**Exercices**
[1] D'après l'extrait sur la martialité en Aïkido, de quel terme le mot « martialité » est-il la traduction approximative ?
[2] Restituez mot pour mot le passage de l'extrait sur la martialité en Aïkido qui commence par « L'image d'une pratique » et s'achève par « le combat ? ».

Probablement parce que
c'est le terme usuel, traduction approximative de Budo (ou Bujutsu
selon les cas). Il est donc vraisemblable que nous employions le
terme « martialité » pour signifier autre chose que ce
que sa définition stricte laisse supposer.
La martialité peut
évoquer tour à tour, une attitude belliqueuse mêlée de rigidité,
une certaine fermeté dans les gestes, voire une forme de violence,
mais aussi une présence à l'instant (voire une hyper-présence).
L'image d'une pratique « martiale » est généralement
empreinte de dureté.
Il
me semble que la majorité des pratiquants d'Aïkido ne
souscrivent pas à cette vision et préfèrent avoir une vision plus
pacifiste de notre art. La plupart des pratiquants que je rencontre
décrètent ne pas pratiquer pour l'aspect combatif. Pourtant,
lorsque l'on montre un geste, la première réflexion qu'ils
expriment est : « oui, mais est-ce martial ? ».
Pourquoi cet intérêt
pour la martialité, là où il semble y avoir un désintérêt pour
le combat ?
Peut-être est-ce parce
que la martialité laisse supposer une modification profonde de
l'être.
Bien sûr, il y a le
phantasme de la toute puissance, mais aussi des aspirations plus
fines comme la résilience, l'abnégation, la persévérance, la
présence à l'instant, etc.
La pratique martiale est
censée créer un enjeu, centré sur la dangerosité potentielle. En
ce sens elle oblige le pratiquant à s'engager et à être présent à
lui-même et à la situation. À
ce titre elle est un formidable levier d'évolution intérieure.

Données d'annotation par points
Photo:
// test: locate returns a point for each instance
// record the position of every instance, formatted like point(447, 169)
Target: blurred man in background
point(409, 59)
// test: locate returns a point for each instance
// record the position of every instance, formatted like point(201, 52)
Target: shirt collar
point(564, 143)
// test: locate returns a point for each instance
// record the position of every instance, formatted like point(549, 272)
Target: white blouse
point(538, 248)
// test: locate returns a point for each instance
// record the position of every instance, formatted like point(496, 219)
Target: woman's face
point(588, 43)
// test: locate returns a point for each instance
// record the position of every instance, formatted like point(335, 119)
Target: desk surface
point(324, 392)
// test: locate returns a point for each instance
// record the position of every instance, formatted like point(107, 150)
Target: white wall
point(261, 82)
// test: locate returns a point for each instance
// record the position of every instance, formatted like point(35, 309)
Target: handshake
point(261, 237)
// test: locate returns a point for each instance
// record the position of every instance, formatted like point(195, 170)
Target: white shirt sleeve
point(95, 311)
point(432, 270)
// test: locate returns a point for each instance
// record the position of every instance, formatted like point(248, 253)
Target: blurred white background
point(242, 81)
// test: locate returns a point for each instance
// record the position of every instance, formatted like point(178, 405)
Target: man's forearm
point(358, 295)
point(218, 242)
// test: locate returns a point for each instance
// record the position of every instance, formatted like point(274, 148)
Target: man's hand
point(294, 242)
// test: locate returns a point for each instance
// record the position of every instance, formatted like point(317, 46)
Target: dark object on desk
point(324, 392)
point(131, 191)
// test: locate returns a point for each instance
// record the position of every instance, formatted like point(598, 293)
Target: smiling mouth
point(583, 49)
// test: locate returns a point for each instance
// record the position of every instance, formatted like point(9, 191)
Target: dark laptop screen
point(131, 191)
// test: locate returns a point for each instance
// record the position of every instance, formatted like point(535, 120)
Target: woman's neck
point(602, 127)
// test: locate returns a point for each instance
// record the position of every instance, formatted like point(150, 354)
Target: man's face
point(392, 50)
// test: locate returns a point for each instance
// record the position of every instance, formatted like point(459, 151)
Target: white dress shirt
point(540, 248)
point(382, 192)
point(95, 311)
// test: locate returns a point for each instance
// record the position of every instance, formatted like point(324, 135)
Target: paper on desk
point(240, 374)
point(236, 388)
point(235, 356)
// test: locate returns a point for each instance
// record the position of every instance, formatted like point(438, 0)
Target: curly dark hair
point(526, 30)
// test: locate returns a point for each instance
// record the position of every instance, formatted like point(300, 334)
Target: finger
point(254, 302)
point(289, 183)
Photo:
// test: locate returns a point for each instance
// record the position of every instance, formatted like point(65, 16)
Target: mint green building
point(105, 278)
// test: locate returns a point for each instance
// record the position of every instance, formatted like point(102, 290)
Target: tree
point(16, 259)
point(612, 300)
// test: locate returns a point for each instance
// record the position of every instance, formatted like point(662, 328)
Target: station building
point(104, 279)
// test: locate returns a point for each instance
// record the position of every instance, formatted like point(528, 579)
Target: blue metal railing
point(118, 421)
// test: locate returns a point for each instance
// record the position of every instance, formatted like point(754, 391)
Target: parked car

**Réponses**
[1] Il traduit approximativement Budo (ou Bujutsu selon les cas).

[2]
L'image d'une pratique « martiale » est généralement
empreinte de dureté.
Il
me semble que la majorité des pratiquants d'Aïkido ne
souscrivent pas à cette vision et préfèrent avoir une vision plus
pacifiste de notre art. La plupart des pratiquants que je rencontre
décrètent ne pas pratiquer pour l'aspect combatif. Pourtant,
lorsque l'on montre un geste, la première réflexion qu'ils
expriment est : « oui, mais est-ce martial ? ».
Pourquoi cet intérêt
pour la martialité, là où il semble y avoir un désintérêt pour
le combat ?